Goal of the exercise:
Tally the lines in the material below that contain the string "hood". Reply with the number alone.

Dataset extract:
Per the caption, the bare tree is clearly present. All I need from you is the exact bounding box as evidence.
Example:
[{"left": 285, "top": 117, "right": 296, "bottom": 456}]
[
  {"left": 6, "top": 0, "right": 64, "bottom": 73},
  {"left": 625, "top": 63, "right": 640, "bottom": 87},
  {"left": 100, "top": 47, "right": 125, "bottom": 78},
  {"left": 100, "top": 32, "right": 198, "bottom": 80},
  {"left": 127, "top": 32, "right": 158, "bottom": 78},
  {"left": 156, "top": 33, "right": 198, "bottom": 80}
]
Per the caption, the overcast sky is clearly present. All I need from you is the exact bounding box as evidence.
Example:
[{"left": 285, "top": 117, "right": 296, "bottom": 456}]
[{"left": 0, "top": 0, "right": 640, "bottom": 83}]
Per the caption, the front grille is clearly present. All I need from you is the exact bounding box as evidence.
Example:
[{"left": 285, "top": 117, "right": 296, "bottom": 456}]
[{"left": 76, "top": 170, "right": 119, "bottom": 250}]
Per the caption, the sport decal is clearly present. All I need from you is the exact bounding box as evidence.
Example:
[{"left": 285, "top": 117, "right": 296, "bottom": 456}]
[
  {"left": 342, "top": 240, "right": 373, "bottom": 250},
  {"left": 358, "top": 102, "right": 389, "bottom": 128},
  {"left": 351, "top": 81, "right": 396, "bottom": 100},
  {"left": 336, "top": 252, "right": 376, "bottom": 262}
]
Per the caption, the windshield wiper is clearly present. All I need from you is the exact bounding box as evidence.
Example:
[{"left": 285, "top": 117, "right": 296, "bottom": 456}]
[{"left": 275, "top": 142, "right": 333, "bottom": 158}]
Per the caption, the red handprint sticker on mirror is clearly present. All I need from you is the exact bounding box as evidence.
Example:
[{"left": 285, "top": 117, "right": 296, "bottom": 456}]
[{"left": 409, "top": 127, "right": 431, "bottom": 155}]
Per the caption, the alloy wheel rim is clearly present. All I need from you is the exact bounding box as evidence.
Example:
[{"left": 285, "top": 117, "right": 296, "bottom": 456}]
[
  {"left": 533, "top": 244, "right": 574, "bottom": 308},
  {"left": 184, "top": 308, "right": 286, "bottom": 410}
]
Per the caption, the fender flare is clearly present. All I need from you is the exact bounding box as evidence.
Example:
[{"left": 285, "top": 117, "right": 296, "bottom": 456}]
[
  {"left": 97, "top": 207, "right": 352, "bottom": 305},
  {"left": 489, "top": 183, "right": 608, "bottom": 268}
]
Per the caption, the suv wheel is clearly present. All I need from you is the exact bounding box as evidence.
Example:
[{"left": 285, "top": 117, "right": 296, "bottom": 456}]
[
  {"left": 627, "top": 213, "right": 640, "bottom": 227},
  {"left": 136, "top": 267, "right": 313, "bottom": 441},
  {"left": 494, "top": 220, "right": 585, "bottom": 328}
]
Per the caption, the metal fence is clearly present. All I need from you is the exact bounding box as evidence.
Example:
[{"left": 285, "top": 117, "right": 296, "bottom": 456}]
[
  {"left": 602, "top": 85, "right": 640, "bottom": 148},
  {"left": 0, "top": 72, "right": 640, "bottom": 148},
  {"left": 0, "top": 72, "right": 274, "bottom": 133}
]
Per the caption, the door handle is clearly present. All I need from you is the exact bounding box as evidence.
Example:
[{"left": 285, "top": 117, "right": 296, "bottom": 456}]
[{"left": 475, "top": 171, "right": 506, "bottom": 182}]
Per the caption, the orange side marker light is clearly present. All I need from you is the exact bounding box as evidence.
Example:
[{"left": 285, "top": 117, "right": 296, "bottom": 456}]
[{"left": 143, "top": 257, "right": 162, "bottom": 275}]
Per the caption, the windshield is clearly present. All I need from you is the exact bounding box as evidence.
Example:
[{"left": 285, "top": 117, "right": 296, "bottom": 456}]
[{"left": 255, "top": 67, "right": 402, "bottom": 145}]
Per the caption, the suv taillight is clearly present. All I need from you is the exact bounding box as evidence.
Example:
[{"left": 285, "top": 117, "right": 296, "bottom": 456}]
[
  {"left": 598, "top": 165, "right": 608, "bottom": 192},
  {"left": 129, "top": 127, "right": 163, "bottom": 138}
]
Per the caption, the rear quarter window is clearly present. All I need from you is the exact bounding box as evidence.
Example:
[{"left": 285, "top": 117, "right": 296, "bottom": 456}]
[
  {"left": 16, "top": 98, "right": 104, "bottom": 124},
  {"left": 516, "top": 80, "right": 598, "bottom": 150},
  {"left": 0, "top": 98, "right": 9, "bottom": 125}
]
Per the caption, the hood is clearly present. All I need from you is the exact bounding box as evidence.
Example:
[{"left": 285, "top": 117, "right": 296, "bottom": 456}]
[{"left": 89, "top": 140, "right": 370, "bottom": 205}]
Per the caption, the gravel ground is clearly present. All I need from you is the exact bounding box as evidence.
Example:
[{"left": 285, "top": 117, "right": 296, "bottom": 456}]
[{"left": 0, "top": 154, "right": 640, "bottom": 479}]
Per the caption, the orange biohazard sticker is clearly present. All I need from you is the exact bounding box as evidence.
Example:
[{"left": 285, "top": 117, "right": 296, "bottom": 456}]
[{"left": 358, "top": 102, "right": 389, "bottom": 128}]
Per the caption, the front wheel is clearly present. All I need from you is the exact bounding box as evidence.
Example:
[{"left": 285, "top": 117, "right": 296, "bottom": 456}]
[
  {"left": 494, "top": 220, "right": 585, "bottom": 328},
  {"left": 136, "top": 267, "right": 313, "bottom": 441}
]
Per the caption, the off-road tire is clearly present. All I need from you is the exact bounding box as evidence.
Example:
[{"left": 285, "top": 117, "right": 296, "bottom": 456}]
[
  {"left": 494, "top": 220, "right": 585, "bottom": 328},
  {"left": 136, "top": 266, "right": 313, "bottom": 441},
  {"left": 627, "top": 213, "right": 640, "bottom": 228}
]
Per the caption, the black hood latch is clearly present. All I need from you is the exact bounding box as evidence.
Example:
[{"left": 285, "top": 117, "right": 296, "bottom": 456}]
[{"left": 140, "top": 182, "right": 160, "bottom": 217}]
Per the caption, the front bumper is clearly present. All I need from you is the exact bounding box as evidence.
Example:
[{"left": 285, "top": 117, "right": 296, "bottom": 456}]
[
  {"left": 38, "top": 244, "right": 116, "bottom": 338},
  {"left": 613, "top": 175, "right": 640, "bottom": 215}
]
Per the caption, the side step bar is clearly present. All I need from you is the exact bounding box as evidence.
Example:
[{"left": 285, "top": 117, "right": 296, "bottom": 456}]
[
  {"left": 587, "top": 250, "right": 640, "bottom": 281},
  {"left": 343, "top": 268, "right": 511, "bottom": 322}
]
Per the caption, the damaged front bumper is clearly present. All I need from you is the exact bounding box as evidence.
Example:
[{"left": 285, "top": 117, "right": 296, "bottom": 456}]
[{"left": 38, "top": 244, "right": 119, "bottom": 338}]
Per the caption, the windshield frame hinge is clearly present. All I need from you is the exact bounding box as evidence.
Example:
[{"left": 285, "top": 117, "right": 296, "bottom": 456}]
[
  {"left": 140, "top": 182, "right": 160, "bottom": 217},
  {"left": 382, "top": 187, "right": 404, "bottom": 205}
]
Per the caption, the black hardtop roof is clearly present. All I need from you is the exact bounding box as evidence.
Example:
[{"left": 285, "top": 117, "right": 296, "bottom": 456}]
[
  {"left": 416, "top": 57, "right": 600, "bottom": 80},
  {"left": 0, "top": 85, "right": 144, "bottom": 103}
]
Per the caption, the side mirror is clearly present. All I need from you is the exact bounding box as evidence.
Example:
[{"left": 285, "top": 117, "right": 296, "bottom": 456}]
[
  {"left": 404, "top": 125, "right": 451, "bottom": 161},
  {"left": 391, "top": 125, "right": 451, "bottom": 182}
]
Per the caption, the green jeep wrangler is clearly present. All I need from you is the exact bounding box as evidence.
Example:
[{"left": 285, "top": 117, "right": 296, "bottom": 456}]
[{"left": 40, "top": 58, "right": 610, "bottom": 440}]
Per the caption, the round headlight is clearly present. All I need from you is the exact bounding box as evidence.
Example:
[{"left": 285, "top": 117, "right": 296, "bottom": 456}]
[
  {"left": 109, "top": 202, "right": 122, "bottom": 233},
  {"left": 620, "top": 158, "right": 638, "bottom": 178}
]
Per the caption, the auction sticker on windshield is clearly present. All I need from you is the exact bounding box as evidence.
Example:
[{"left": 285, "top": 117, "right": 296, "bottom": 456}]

Solution to this task:
2